● **Your task**: Please format every line below as a JSON list of strings, one string per line, leaving out any blank lines.

== == ==

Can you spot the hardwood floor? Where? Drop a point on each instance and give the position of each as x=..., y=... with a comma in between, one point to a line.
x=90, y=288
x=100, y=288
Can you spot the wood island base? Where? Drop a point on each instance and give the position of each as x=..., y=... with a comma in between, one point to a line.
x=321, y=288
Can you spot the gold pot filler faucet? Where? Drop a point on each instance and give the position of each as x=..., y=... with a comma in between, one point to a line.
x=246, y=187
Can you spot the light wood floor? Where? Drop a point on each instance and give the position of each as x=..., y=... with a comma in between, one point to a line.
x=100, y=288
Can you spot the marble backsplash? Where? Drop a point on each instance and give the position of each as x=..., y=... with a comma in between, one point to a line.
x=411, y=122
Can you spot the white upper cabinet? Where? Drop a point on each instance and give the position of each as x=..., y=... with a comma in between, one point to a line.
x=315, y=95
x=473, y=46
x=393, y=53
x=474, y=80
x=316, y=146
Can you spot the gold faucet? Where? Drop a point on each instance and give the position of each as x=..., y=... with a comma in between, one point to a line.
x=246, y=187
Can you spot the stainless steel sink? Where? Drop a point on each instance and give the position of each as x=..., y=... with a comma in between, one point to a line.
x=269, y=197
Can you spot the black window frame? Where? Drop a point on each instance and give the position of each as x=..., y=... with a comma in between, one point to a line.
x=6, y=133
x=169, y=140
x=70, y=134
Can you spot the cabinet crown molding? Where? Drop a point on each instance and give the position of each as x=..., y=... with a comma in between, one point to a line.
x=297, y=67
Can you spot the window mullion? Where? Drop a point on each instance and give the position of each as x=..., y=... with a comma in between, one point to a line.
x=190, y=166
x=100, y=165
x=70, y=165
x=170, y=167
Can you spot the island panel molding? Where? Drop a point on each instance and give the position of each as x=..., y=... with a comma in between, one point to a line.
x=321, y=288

== == ==

● **Task result**:
[
  "Can you spot the hardwood floor? Where? Drop a point on each instance and give the position of each as x=..., y=... with a comma in between, one point to a line.",
  "x=90, y=288",
  "x=100, y=288",
  "Can you spot the wood island base? Where? Drop a point on each instance and give the position of each as x=..., y=... with a comma in between, one point to a line.",
  "x=321, y=288",
  "Can you spot the gold pot filler faucet? Where? Drop a point on each instance and give the position of each as x=..., y=... with a comma in between, one point to a line.",
  "x=246, y=187",
  "Can you spot the light wood floor? Where? Drop a point on each instance and give the position of each as x=..., y=... with a comma in between, one point to a line.",
  "x=100, y=288",
  "Can you spot the marble backsplash? Where? Drop a point on each instance and give the position of each as x=..., y=... with a comma in between, one point to a line.",
  "x=411, y=122",
  "Can you spot the white upper cabinet? Where? Drop a point on each instance and give the position of each as x=..., y=... with a comma in between, one point to a line.",
  "x=315, y=95",
  "x=473, y=46",
  "x=393, y=53",
  "x=474, y=80",
  "x=316, y=146",
  "Can you spot the gold faucet? Where? Drop a point on each instance and give the position of each as x=..., y=... with a comma in between, one point to a line.",
  "x=246, y=187",
  "Can you spot the stainless steel sink? Where? Drop a point on each instance and give the position of each as x=..., y=... with a comma in between, one point to a line.",
  "x=269, y=197",
  "Can you spot the black window frame? Where? Drop a point on each instance and give the position of each as x=..., y=... with a comma in between, one point to a line.",
  "x=6, y=133",
  "x=169, y=140",
  "x=70, y=134",
  "Can you spot the cabinet crown molding? Where? Drop a point on each instance and give the position of each as x=..., y=... with a comma in between, one point to a line.",
  "x=297, y=67",
  "Can you spot the window mullion? Where? Drop a point on each instance and give the position of each as x=..., y=... with a comma in between, one point to a line.",
  "x=190, y=166",
  "x=100, y=165",
  "x=70, y=165",
  "x=170, y=167",
  "Can you spot the island panel molding? Where? Drop a point on each instance and give the position of each as x=..., y=... with a comma in between, one point to a line.",
  "x=321, y=288"
]